• **What is required**
Starting at the line that contains "Reviewer note: confirm that each instance of the white wristband", quote each line exactly through the last line of the entries, both included.

• **Extracted material**
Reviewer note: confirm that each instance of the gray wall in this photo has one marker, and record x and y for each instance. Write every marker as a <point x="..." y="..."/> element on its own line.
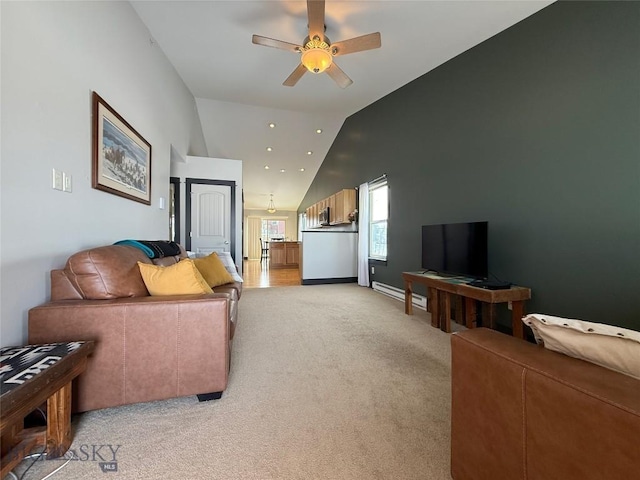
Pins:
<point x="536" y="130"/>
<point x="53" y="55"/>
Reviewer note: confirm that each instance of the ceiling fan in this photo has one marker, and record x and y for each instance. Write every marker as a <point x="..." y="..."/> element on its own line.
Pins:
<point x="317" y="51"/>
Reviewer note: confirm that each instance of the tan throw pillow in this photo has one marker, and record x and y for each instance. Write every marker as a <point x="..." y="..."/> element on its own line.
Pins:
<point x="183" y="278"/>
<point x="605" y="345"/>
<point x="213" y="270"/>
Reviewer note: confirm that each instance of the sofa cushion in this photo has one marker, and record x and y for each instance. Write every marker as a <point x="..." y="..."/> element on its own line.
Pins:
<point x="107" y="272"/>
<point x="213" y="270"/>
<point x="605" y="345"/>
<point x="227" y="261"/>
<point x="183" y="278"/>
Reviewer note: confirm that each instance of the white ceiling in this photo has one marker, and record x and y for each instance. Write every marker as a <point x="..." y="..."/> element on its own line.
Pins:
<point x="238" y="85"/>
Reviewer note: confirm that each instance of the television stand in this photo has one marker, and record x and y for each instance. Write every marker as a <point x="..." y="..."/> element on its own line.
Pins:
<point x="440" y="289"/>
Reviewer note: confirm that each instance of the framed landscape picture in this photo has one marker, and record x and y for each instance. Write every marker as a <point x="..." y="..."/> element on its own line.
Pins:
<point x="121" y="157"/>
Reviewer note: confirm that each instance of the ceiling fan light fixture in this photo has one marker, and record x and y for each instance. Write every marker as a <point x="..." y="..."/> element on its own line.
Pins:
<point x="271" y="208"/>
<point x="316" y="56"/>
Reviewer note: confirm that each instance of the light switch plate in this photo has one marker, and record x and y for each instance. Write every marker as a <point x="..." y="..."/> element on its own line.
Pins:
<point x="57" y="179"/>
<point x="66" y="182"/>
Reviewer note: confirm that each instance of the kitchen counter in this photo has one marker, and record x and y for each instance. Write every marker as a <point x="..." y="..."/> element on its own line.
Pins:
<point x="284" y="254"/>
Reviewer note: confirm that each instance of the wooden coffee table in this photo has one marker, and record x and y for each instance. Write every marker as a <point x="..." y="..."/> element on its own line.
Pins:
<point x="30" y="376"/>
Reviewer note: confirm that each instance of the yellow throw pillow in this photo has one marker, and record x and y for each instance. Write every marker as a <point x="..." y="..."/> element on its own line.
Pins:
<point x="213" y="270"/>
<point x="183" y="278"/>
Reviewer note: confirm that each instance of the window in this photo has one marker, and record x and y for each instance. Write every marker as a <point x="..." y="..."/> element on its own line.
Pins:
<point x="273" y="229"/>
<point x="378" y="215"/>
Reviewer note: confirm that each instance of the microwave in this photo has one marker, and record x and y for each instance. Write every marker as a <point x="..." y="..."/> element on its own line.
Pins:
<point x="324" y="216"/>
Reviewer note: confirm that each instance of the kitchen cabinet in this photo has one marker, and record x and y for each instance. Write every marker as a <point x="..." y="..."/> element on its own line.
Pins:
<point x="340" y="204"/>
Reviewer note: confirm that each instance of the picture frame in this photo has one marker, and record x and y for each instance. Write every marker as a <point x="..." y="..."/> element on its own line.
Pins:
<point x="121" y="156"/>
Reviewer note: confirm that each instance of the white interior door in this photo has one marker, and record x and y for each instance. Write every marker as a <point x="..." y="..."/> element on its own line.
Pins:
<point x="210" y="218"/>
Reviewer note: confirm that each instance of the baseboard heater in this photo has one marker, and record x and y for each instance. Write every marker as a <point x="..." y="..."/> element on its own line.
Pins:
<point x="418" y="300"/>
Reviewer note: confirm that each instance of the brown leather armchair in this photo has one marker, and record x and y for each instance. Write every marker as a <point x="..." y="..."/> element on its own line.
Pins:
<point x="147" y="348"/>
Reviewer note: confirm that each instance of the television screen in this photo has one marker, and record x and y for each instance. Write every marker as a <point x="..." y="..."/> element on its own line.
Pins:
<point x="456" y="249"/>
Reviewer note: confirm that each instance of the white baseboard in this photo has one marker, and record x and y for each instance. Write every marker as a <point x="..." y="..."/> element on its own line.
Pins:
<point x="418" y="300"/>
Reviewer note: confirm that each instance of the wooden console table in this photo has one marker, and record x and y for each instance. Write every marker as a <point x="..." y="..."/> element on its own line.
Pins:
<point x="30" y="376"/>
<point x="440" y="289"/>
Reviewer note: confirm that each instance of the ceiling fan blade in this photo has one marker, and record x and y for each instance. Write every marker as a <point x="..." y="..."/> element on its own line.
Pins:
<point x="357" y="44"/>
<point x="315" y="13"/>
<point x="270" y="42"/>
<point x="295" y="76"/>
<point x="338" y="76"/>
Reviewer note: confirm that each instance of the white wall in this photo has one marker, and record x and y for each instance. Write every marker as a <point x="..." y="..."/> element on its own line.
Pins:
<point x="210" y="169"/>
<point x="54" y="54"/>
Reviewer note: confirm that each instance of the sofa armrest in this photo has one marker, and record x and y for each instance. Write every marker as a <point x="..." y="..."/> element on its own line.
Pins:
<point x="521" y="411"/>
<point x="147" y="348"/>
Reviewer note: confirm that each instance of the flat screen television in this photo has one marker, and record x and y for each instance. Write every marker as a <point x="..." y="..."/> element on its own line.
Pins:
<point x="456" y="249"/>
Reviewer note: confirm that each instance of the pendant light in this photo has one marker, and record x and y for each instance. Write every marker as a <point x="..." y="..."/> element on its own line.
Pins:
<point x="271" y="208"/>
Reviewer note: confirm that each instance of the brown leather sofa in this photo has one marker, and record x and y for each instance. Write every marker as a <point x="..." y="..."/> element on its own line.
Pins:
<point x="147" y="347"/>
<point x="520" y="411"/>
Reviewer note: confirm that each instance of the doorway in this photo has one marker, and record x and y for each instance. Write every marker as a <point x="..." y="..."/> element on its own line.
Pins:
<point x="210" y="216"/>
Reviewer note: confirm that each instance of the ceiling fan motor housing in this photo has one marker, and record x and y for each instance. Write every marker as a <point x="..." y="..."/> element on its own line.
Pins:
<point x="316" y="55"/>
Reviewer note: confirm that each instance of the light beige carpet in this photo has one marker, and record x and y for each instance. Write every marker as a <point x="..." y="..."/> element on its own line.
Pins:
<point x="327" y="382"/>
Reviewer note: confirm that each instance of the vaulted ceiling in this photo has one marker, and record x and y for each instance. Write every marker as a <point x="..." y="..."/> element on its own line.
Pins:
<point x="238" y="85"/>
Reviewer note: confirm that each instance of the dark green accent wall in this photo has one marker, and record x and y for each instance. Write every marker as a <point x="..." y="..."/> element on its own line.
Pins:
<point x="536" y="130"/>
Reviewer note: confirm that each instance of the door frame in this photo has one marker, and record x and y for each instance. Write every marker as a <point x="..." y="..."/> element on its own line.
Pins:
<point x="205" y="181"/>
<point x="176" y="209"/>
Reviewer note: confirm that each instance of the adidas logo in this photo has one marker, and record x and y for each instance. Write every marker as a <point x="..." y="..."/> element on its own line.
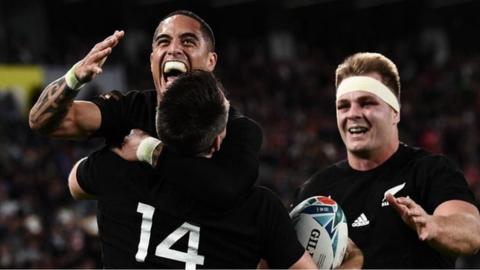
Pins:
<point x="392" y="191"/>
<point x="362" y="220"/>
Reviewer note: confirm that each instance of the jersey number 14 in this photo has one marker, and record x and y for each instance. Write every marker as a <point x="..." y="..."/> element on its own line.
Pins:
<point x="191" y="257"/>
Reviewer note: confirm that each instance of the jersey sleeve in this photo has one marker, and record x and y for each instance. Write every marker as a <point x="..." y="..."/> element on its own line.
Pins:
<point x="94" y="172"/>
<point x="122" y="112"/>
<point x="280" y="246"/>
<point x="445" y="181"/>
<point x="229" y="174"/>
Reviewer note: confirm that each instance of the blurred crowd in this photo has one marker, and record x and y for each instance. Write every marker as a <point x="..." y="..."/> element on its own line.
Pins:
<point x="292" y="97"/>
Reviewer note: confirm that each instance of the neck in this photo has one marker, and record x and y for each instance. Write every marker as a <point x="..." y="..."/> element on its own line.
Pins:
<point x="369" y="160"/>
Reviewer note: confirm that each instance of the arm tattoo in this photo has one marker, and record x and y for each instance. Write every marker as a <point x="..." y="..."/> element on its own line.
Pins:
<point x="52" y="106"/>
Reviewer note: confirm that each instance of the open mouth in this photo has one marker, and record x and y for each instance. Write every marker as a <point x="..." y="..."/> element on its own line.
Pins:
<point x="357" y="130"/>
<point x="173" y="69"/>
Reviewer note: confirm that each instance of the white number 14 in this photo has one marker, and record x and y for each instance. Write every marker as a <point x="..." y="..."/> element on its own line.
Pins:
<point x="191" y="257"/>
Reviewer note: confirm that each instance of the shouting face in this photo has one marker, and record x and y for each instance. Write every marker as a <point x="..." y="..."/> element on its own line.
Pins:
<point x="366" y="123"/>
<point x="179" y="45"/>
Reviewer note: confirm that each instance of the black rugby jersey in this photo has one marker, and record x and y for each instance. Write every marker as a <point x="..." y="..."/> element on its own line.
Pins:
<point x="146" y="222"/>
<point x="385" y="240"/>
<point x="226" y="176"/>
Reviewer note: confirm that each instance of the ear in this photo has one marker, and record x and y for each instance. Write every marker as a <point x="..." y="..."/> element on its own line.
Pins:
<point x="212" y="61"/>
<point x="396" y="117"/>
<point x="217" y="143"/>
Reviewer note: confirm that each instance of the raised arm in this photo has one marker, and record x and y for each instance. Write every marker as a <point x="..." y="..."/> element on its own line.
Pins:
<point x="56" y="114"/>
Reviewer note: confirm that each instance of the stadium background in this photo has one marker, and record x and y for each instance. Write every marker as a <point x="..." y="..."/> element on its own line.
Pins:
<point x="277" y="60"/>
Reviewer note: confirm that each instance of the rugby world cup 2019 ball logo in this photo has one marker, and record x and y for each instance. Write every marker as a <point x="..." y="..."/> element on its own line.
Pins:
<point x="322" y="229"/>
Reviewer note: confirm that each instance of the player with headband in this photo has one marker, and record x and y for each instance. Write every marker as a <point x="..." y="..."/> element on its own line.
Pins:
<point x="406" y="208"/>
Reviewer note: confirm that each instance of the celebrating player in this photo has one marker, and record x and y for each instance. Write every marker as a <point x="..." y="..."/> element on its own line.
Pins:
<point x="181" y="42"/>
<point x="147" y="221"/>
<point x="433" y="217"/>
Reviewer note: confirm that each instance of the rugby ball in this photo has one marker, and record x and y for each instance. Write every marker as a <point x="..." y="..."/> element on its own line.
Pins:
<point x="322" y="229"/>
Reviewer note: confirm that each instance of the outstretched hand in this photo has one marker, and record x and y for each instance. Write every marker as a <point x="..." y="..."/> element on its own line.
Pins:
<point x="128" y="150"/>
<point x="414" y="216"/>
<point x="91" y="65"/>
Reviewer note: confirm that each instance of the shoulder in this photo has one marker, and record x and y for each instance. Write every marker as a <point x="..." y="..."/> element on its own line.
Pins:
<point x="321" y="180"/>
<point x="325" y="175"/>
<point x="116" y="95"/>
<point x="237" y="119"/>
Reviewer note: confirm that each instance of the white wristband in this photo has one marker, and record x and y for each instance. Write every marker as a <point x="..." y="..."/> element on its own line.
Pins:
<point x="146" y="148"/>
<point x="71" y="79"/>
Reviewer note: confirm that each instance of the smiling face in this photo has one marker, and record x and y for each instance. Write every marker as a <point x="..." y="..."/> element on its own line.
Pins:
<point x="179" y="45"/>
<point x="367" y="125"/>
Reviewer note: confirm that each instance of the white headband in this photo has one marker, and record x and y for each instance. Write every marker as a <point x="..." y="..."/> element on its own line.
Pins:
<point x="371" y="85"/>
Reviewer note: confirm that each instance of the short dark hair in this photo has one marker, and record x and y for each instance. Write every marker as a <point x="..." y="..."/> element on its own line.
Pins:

• **The answer**
Reviewer note: confirm that each instance of the white wristband in this photo has one marker, and record x and y for each instance. Write every marker as a <point x="..." y="..."/> element on its own line.
Pins:
<point x="146" y="148"/>
<point x="71" y="79"/>
Reviewer note: confirm that each instance of the smiling face in this photo has one marker, and record x and y for each instance. Write every marker as a <point x="..." y="..."/> element on its own line.
Pins:
<point x="179" y="45"/>
<point x="367" y="125"/>
Reviewer note: confirm that each instance of the white headband in this photo has one marker, and record x and y for each instance. Write every marker as a <point x="..." y="..."/> element on its own line.
Pins:
<point x="371" y="85"/>
Reviewer note: confirm that each instance of the short dark hair in this photo has one marker, and record x and y for each instance. Write every marker as a <point x="..." y="..."/> element on its own line.
Pins:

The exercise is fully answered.